— THE TASK —
Identify and copy each line in the listing below that contains the string "neck".

(Excerpts from a point labeling dataset)

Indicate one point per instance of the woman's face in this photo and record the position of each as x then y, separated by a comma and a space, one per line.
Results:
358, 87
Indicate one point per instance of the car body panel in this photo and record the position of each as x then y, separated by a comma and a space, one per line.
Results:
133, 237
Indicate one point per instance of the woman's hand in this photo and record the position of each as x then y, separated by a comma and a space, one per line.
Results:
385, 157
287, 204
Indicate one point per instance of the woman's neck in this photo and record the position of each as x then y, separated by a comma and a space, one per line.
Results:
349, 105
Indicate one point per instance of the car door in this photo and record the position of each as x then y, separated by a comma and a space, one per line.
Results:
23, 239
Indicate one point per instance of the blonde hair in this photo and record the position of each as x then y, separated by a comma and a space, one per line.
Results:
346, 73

==

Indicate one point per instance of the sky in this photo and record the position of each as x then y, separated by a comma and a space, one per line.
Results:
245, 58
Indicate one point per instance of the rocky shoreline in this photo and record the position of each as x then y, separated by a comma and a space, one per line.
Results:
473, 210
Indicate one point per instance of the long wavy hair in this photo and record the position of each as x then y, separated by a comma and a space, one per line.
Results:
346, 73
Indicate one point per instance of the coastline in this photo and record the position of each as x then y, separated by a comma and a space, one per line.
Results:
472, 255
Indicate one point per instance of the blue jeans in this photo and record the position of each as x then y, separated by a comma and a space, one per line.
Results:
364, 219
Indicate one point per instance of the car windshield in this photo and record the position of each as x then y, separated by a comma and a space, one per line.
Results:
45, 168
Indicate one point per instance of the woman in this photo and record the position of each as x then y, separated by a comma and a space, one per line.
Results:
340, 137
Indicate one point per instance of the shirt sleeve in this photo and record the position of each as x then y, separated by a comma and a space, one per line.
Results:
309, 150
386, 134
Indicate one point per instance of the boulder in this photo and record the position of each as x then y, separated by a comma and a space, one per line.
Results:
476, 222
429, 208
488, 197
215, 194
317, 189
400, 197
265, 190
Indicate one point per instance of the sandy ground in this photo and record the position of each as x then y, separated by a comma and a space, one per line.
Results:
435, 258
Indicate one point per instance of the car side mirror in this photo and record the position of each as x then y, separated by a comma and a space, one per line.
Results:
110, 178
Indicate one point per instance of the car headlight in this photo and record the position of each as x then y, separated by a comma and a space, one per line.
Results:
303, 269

==

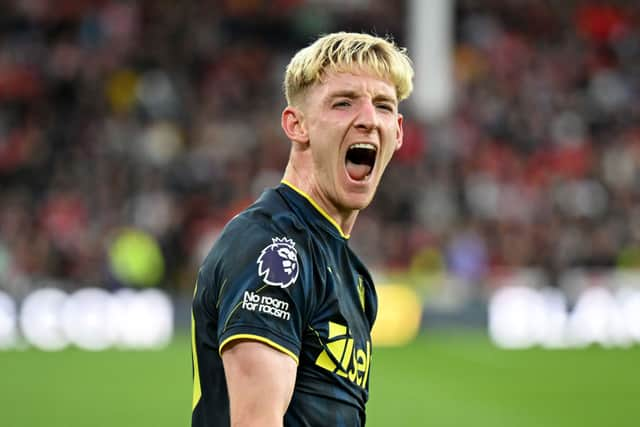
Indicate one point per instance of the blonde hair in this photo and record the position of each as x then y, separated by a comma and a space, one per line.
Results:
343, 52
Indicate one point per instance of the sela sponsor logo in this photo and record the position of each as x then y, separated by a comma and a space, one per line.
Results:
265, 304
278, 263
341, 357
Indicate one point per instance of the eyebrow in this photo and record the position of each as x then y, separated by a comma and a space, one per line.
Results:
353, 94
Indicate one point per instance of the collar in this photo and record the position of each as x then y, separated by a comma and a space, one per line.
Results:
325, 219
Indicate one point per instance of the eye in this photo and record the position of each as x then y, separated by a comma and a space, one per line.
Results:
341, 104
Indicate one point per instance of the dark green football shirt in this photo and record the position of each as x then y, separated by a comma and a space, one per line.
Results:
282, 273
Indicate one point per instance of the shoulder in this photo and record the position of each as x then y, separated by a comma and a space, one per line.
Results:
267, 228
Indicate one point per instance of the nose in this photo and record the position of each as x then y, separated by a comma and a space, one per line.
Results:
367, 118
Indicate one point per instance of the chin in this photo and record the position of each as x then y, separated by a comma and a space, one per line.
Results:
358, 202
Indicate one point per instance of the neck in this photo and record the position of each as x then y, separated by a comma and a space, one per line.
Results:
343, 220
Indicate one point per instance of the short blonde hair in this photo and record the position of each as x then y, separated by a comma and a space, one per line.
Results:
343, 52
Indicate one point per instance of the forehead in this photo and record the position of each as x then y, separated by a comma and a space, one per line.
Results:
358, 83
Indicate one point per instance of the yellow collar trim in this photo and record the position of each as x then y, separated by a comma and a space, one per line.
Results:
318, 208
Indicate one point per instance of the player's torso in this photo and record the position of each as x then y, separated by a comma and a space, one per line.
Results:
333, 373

— WRITTEN SOLUTION —
Indicate one point per instance of the woman's neck in this photo and record the position of each as x then y, separated by a comma and a space, one per line.
Indicate one point per instance of the neck in this photo and record the position of each as x then y, separated by a comma and a space, one per line.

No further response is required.